● Records shown:
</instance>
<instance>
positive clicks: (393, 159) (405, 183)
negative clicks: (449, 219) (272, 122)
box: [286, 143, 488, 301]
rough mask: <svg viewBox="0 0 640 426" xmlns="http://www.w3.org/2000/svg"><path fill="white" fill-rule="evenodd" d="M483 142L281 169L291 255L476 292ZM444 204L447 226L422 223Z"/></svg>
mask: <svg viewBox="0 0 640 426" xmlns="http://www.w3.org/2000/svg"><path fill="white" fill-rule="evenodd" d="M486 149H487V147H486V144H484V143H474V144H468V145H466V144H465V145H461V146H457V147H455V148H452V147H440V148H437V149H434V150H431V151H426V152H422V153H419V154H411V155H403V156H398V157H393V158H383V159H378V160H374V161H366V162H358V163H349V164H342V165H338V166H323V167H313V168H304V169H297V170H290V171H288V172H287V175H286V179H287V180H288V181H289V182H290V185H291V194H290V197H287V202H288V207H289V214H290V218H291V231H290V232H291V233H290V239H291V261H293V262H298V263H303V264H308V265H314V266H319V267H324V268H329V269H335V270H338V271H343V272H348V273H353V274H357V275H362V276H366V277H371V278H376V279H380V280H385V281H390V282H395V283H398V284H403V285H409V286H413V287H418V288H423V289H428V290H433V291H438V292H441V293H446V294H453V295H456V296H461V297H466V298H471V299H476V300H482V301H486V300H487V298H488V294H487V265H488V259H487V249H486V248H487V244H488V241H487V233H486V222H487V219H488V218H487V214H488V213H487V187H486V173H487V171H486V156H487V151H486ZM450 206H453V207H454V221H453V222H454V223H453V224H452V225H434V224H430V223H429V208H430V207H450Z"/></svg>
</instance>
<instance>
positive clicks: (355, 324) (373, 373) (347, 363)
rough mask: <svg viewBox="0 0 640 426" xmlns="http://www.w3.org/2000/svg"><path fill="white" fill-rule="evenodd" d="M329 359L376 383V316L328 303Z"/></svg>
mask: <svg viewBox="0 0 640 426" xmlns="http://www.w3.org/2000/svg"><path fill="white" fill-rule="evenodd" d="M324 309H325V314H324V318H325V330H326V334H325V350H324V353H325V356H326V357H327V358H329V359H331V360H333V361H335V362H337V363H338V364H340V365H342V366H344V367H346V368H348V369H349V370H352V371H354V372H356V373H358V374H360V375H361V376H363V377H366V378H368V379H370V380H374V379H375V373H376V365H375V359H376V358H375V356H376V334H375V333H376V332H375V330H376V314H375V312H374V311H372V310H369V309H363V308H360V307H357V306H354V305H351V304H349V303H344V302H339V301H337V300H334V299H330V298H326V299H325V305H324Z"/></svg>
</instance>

● Problem statement: Each line in the listing needs to be copied exactly.

● Your solution:
</instance>
<instance>
positive clicks: (393, 159) (405, 183)
negative clicks: (449, 219) (272, 122)
box: [286, 143, 488, 301]
rough mask: <svg viewBox="0 0 640 426" xmlns="http://www.w3.org/2000/svg"><path fill="white" fill-rule="evenodd" d="M483 142L281 169L291 255L476 292ZM444 204L447 226L422 223Z"/></svg>
mask: <svg viewBox="0 0 640 426" xmlns="http://www.w3.org/2000/svg"><path fill="white" fill-rule="evenodd" d="M486 149H487V147H486V144H484V143H474V144H468V145H466V144H465V145H461V146H457V147H455V148H452V147H440V148H437V149H434V150H431V151H426V152H422V153H419V154H411V155H403V156H398V157H393V158H383V159H378V160H374V161H366V162H358V163H349V164H342V165H338V166H323V167H313V168H304V169H297V170H290V171H288V172H287V175H286V179H287V180H288V181H289V182H290V185H291V194H290V197H287V202H288V207H289V214H290V218H291V231H290V232H291V233H290V239H291V261H293V262H298V263H303V264H308V265H314V266H319V267H324V268H329V269H335V270H338V271H343V272H348V273H353V274H357V275H362V276H366V277H371V278H376V279H380V280H385V281H390V282H395V283H398V284H403V285H409V286H413V287H418V288H423V289H428V290H433V291H438V292H441V293H446V294H453V295H456V296H461V297H466V298H471V299H476V300H482V301H486V300H487V298H488V294H487V265H488V259H487V249H486V248H487V244H488V241H487V233H486V222H487V219H488V218H487V214H488V213H487V187H486V173H487V171H486V156H487V151H486ZM450 206H453V207H454V221H453V222H454V223H453V224H452V225H434V224H430V223H429V208H430V207H450Z"/></svg>
</instance>
<instance>
positive clicks: (355, 324) (373, 373) (347, 363)
rough mask: <svg viewBox="0 0 640 426" xmlns="http://www.w3.org/2000/svg"><path fill="white" fill-rule="evenodd" d="M329 359L376 383V316L328 303Z"/></svg>
mask: <svg viewBox="0 0 640 426" xmlns="http://www.w3.org/2000/svg"><path fill="white" fill-rule="evenodd" d="M324 309H325V314H324V318H325V330H326V334H325V350H324V353H325V356H326V357H327V358H329V359H331V360H333V361H335V362H337V363H338V364H340V365H342V366H344V367H346V368H348V369H349V370H352V371H354V372H356V373H358V374H360V375H361V376H363V377H366V378H368V379H370V380H374V379H375V373H376V365H375V359H376V358H375V356H376V334H375V333H376V332H375V330H376V314H375V312H374V311H372V310H369V309H363V308H360V307H357V306H354V305H351V304H349V303H344V302H339V301H337V300H334V299H330V298H326V299H325V305H324Z"/></svg>
</instance>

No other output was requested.